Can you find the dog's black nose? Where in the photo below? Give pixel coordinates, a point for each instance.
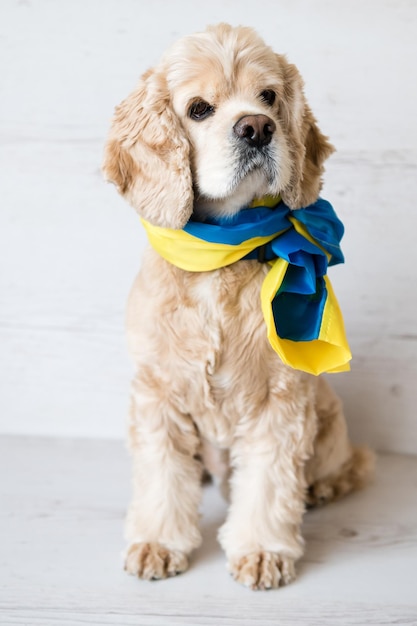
(257, 130)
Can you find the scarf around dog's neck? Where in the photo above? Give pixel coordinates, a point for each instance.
(303, 319)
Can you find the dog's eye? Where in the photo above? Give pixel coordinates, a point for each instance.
(200, 110)
(268, 96)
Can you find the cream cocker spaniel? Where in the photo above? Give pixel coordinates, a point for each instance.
(220, 121)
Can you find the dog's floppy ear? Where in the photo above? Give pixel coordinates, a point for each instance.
(309, 148)
(147, 155)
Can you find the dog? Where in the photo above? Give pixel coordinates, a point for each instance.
(221, 120)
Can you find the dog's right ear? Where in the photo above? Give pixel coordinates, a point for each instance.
(147, 155)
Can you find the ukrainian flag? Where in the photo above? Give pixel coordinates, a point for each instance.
(303, 319)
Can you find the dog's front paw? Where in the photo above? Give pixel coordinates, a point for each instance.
(263, 570)
(153, 561)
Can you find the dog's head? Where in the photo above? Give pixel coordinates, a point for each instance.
(222, 119)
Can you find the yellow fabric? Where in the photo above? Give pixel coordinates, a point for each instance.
(328, 353)
(197, 255)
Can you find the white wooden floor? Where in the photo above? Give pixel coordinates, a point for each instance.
(62, 508)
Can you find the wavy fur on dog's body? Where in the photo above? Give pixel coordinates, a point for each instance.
(207, 380)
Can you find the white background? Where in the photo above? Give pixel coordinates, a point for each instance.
(70, 247)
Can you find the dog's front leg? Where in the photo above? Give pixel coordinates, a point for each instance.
(162, 521)
(262, 534)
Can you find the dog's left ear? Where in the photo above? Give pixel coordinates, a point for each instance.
(147, 155)
(309, 148)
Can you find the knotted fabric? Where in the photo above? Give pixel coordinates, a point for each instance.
(303, 318)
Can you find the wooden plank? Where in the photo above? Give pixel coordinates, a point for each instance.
(61, 520)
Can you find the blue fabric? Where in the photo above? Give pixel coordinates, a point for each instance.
(299, 302)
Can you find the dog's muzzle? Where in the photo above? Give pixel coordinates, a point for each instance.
(255, 130)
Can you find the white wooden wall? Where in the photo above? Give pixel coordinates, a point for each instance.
(70, 246)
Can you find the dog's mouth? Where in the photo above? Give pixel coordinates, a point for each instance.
(253, 159)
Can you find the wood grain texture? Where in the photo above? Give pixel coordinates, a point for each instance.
(61, 516)
(70, 247)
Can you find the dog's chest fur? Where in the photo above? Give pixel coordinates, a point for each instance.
(205, 341)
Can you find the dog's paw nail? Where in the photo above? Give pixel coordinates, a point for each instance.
(152, 561)
(263, 570)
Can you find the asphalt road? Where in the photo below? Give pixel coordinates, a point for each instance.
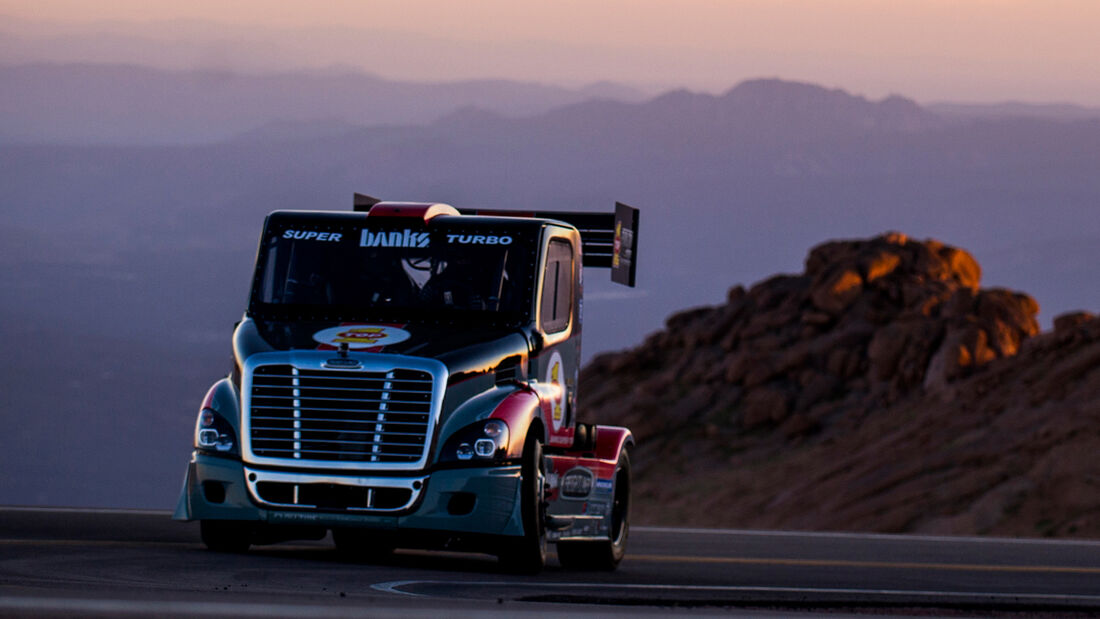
(57, 562)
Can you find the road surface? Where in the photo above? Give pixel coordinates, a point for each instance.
(57, 562)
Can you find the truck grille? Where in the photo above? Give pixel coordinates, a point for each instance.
(319, 415)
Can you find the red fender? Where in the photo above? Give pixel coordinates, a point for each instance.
(611, 440)
(517, 410)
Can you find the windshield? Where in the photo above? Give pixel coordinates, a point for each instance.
(359, 272)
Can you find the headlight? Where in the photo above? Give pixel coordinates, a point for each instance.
(483, 441)
(213, 433)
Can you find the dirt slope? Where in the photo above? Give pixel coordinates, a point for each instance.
(881, 389)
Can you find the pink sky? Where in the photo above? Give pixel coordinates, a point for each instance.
(930, 50)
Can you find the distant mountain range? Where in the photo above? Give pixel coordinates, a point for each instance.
(135, 104)
(144, 251)
(879, 389)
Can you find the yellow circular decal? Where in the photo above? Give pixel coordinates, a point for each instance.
(359, 336)
(554, 371)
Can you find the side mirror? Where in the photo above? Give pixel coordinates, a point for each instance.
(537, 343)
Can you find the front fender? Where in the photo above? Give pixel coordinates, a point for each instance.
(611, 440)
(223, 398)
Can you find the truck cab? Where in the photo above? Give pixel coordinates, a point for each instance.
(405, 375)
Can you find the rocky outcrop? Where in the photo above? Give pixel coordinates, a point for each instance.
(879, 389)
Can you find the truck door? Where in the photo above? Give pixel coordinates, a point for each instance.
(559, 362)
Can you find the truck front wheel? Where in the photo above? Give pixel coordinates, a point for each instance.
(226, 535)
(605, 554)
(528, 554)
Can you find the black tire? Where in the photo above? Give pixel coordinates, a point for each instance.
(227, 535)
(605, 555)
(362, 544)
(528, 553)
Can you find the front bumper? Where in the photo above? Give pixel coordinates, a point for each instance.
(217, 488)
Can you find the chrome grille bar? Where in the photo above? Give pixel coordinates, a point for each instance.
(381, 415)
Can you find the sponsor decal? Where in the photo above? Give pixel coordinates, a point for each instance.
(393, 239)
(479, 240)
(576, 483)
(617, 246)
(553, 376)
(341, 362)
(311, 235)
(361, 336)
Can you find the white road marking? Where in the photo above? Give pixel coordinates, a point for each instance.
(880, 537)
(395, 587)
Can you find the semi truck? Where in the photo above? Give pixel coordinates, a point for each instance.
(406, 376)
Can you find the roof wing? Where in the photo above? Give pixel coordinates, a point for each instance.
(607, 240)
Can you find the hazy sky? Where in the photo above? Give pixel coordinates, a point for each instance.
(928, 50)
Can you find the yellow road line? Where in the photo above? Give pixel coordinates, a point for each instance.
(877, 564)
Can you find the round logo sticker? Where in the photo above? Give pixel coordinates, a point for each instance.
(359, 336)
(554, 377)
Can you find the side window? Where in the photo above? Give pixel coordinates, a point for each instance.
(557, 287)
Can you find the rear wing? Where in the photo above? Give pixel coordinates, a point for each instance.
(607, 240)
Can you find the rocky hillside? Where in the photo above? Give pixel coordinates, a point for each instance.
(881, 389)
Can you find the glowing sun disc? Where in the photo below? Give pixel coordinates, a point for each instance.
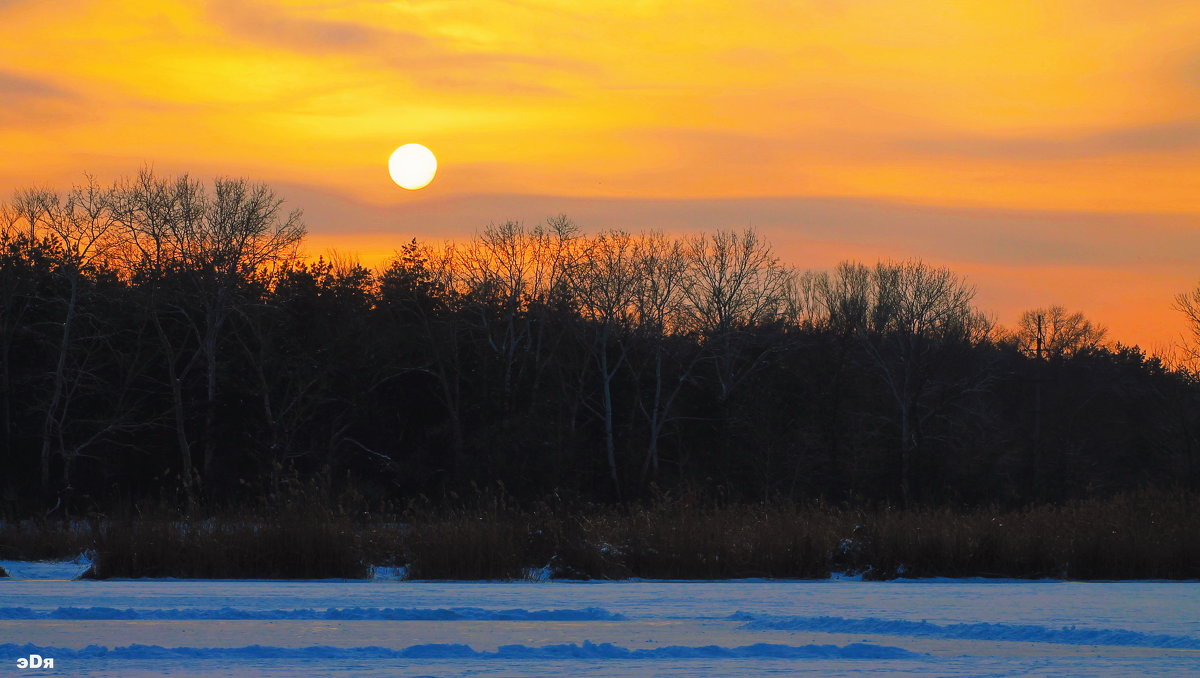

● THE PROBLEM:
Please format all the rows above as a numbered list, skipping any blank lines and leaving the pictures out.

● FULL RESPONSE:
1. Can you find the dog's black nose? Where in the photo below? Give pixel coordinates, a point for each instance.
2. (257, 130)
3. Can you find the scarf around dog's neck? Where in the photo above? Give pixel coordinates, a point for each instance.
4. (303, 319)
5. Can you find the dog's eye? Where in the photo above? Give pixel coordinates, a point for each instance.
6. (200, 110)
7. (268, 96)
8. Can you find the cream cocker spaniel? Where in the photo above? Give pixel coordinates, a point for each instance.
9. (220, 121)
10. Can you find the dog's floppy ear? Where in the photo above? Give pixel coordinates, a point for each instance.
11. (309, 148)
12. (147, 155)
13. Can you find the dog? Where in the photo above? Give pixel coordinates, a point for each instance.
14. (221, 120)
15. Can you find the dog's right ear? Where in the photo above? Give pixel coordinates, a point for each instance.
16. (147, 155)
17. Can you find the ukrainian flag? Where in the photo above? Give pixel coordinates, a point for each instance.
18. (303, 319)
19. Can you find the dog's front paw? Where in the photo above? Give pixel coordinates, a point for each instance.
20. (263, 570)
21. (153, 561)
22. Can you find the dog's head? Where in the photo above? Give pixel coordinates, a point for each instance.
23. (222, 119)
24. Can you find the yellow fabric? Where in the photo above? Give pixel coordinates, a point for each instance.
25. (328, 353)
26. (197, 255)
27. Can you find the white wooden floor? Where in the photo above? Give pixel coordinates, a point for each instance.
28. (62, 508)
29. Can you find the wavy fur on dog's body? Where in the photo above? Give pixel coordinates, a point for each instance.
30. (207, 380)
31. Can you find the white background? Where in the photo above? Give pixel coordinates, a point for each instance.
32. (70, 247)
33. Can you find the dog's front leg? Where in the photo above? Give pixel coordinates, a point for each instance.
34. (162, 521)
35. (262, 534)
36. Can you find the dog's left ear? Where in the photo above? Give pixel coordinates, a point for each instance.
37. (147, 155)
38. (309, 148)
39. Can you find the knotted fabric? Where in the photo above? Give pixel coordinates, a point for each instance.
40. (303, 318)
41. Can you find the wooden plank? Where in the photo above? Give pixel coordinates, a point for each instance.
42. (61, 520)
43. Can you find the blue fabric? Where in the photo above? Give pixel coordinates, a point for each instance.
44. (299, 302)
45. Can you find the dog's muzzle? Where in the photo above? Give pixel coordinates, a point for each instance.
46. (255, 130)
47. Can you find the white wooden wall? Where in the photo above? Give pixel coordinates, a point for each instance.
48. (70, 246)
49. Can you find the dog's mouth? Where in the photo above? Give pixel coordinates, a point for each instance.
50. (253, 159)
51. Can you find the wood grain texture? Where in the photo above? Give pixel coordinates, a point for each instance.
52. (61, 516)
53. (70, 247)
54. Can you find the dog's chest fur? Where in the photo above? Give pixel coordinates, a point for each instance.
55. (205, 341)
56. Can you find the dog's paw nail? Where in the photo above? Give pixel coordinates, a point for each instance.
57. (152, 561)
58. (263, 570)
59. Can you find the asphalt road? Where in the photo below? Give pixel coordinates, a point for each instance.
60. (57, 562)
61. Can you find the road surface? Where in the photo above? Give pixel coordinates, a point for each instance.
62. (57, 562)
63. Can you find the truck grille? Where in the photo above? Give pixel coordinates, a point for each instance.
64. (319, 415)
65. Can you find the red fender? Where in the photo above? Give pixel coordinates, a point for each instance.
66. (611, 440)
67. (517, 410)
68. Can you find the windshield? Where in the photo above? Give pixel coordinates, a point for each instance.
69. (359, 272)
70. Can you find the headlight? Where in the photo above? Give pixel coordinates, a point for each instance.
71. (483, 441)
72. (213, 433)
73. Can you find the dirt slope? Where in the photo above? Give pixel coordinates, a point for each instance.
74. (881, 389)
75. Can you find the pink sky? Where in the photo above? Give pixel coordinates, a point for each instance.
76. (930, 50)
77. Can you find the distant mountain range? Where in the photo above? Give pixel coordinates, a point for each instance.
78. (135, 104)
79. (144, 251)
80. (879, 389)
81. Can you find the yellow circular decal? Where in the photo above? Give pixel coordinates, a point for each instance.
82. (359, 336)
83. (554, 371)
84. Can you find the side mirror? Where in the photo above? Give pixel coordinates, a point for each instance.
85. (537, 343)
86. Can you find the front fender? Where in the photo above? Give pixel coordinates, a point for each instance.
87. (611, 440)
88. (223, 398)
89. Can you find the truck cab? Where in the photo above? Give pixel coordinates, a point for each instance.
90. (405, 375)
91. Can you find the rocky outcrop? Where in the photo above? Give pixel coordinates, a point for each instance.
92. (879, 389)
93. Can you find the truck door? Where in the photo above? Give pixel coordinates, a point for each instance.
94. (559, 362)
95. Can you find the truck front wheel? Where in the photo above? Give pixel coordinates, a point for each instance.
96. (226, 535)
97. (605, 554)
98. (528, 554)
99. Can you find the black tire? Where in the photo above? Give pixel coordinates, a point for each instance.
100. (227, 535)
101. (605, 555)
102. (362, 544)
103. (528, 553)
104. Can you find the front bumper? Where in the photo above? Give pixel coordinates, a point for each instance.
105. (217, 488)
106. Can you find the chrome grille bar? Where in the photo above? Give pixel coordinates, a point for each instance.
107. (381, 415)
108. Can you find the sponsor decal? Where in the photo above? Give pixel coordinates, a point for each instance.
109. (393, 239)
110. (479, 240)
111. (576, 483)
112. (617, 246)
113. (553, 376)
114. (341, 362)
115. (311, 235)
116. (361, 336)
117. Can you find the white road marking? Where in the photo above? Give pixel coordinates, a point for each instance.
118. (880, 537)
119. (395, 587)
120. Can you find the semi truck? Where in the photo above? Give pixel coordinates, a point for each instance.
121. (406, 376)
122. Can you find the roof wing? Where in the photo above? Give pixel coordinates, a point for each instance.
123. (607, 240)
124. Can you find the hazy sky? Where in the photo above? Give pixel coordinates, a point for each instance.
125. (928, 50)
126. Can you find the yellow road line? Where in the photo above? Give pixel coordinates, a point for each instance.
127. (877, 564)
128. Can you find the round logo sticker? Where in the photo above? Give pixel coordinates, a point for each instance.
129. (359, 336)
130. (554, 377)
131. Can you find the side window? Where in the photo above? Give pixel coordinates, a point for each instance.
132. (557, 287)
133. Can you find the rear wing? Where in the photo above? Give pixel coordinates, a point for each instance.
134. (607, 240)
135. Can you find the rocky hillside? Where in the photo above? Give pixel coordinates, a point for each instance.
136. (881, 389)
137. Can you find the glowing sun disc? Where in the photo below? Give pixel coordinates, a point for each instance.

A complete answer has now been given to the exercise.